-- begin DOCUMENT EXTRACT --

May 2024 Legislative Update
As you read this, you are either desperately trying to complete your CPD hours for the 2023-2024 cycle (not again!) or are realising just how stressful it could have been…
There are numerous changes the financial services industry will have to implement over the next few months as detailed below, so make sure you take a look to keep up to date.
THE FINANCIAL SECTOR CONDUCT AUTHORITY (FSCA)
Continuous Professional Development (CPD)
If you’ve left it a bit late, you may still have a few hours to complete your CPD hours before the 31 May deadline. Remember to record them in your financial service provider’s (FSP’s) Competence Register by 15 June, but make sure to get them done before time runs out!
2024 Financial Statements Submission
Since the majority of FSPs have a February year end, they are due to submit their financial statements to the FSCA four months after year end – so by 30 June.
Many FSPs have already submitted, but it is likely there will be a bottle neck given the volume and the new requirement that statements may only be submitted electronically. We would recommend FSPs aim to submit a little earlier this year.
As usual, we will submit the financial statements on behalf of our clients.
More unrealistic crypto asset return warnings
In the seemingly endless stream of entities and persons abusing consumers naïveté when it comes to crypto assets, another warning has been released regarding a group calling itself “Coin Max” purporting to be associated with Bybit FTZE. As much as Bybit FTZE has submitted an application for approval as a Crypto Asset Services Provider and is permitted to continue trading, it is not linked to Coin Max. As usual, Coin Max is offering unrealistic returns.
Scammers impersonate the FSCA
In one of the most brazen cases we have seen, scammers are impersonating one of the FSCA’s staff members, contacting members of the public and requesting that they pay over funds so that their investment monies will be released. It seems the scammers are aware of the FSCA’s investigations and are targeting the victims of the scams!

-- end DOCUMENT EXTRACT --
-- begin RAW DATA --

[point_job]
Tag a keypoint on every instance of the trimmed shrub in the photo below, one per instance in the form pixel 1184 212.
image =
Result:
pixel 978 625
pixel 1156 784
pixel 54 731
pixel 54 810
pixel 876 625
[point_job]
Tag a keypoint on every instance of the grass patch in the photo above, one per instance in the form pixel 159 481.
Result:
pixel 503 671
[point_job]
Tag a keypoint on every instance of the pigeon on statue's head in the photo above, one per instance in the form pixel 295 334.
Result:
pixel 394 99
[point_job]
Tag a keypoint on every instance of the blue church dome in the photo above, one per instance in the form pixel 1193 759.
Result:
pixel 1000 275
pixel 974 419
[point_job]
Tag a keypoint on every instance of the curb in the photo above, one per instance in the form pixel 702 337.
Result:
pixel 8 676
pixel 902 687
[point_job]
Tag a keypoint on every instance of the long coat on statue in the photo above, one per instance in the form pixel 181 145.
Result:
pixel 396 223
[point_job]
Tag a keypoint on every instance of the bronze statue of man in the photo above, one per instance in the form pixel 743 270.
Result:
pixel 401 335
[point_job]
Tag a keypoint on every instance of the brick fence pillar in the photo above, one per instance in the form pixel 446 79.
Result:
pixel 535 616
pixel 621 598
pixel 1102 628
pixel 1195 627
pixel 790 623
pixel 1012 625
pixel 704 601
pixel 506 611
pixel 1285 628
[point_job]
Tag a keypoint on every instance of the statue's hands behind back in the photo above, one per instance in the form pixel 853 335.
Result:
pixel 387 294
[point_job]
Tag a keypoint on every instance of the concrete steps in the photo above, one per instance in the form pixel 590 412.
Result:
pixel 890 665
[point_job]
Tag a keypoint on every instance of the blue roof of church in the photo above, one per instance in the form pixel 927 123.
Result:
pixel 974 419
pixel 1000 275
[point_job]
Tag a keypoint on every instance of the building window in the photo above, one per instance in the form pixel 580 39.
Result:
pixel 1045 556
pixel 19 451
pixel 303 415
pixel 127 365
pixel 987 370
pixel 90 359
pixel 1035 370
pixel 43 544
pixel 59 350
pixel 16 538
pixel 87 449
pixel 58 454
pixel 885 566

-- end RAW DATA --

Carry on the May 2024 legislative update from its final sentence, writing the next part of the text.

> **RESPONSE TO THE EXERCISE**:
A warning about an alternate investment provider
Another warning about an entity calling itself RNI Aquaculture which offers unlicensed financial services through YouTube, TikTok, and Facebook.
… and one impersonating SpaceX
This warning is about individuals using the Facebook pages SpaceX Investment and SpaceX-Shares-Investment to offer members of the public investment products while promising unrealistic returns. Of importance is the fact that the entities are not authorised FSPs as required.
The FSCA has clearly noted the prevalence of online scams and that South Africans lose millions of rands every year to fraudsters. Illegal operations are often well-disguised as legitimate operations.
The FSCA expanded on the usual warning by reminding consumers and investors that they should not accept any financial advice, assistance, or investment offers from persons who are not authorised by the FSCA to conduct financial services to avoid becoming a victim of a scam.
Authorised financial services providers must display the fact that they are authorised on their documentation. The public is advised to be on the lookout for danger signs when dealing with persons offering attractive investment opportunities. These red flags include unrealistic returns, claims that the entity or person is not required to hold a FAIS licence, and vague information about the investment product. The FSCA also advised the public to take care when dealing with entities offering financial products on social media platforms as the platforms are popular locations for illegal operations and scams.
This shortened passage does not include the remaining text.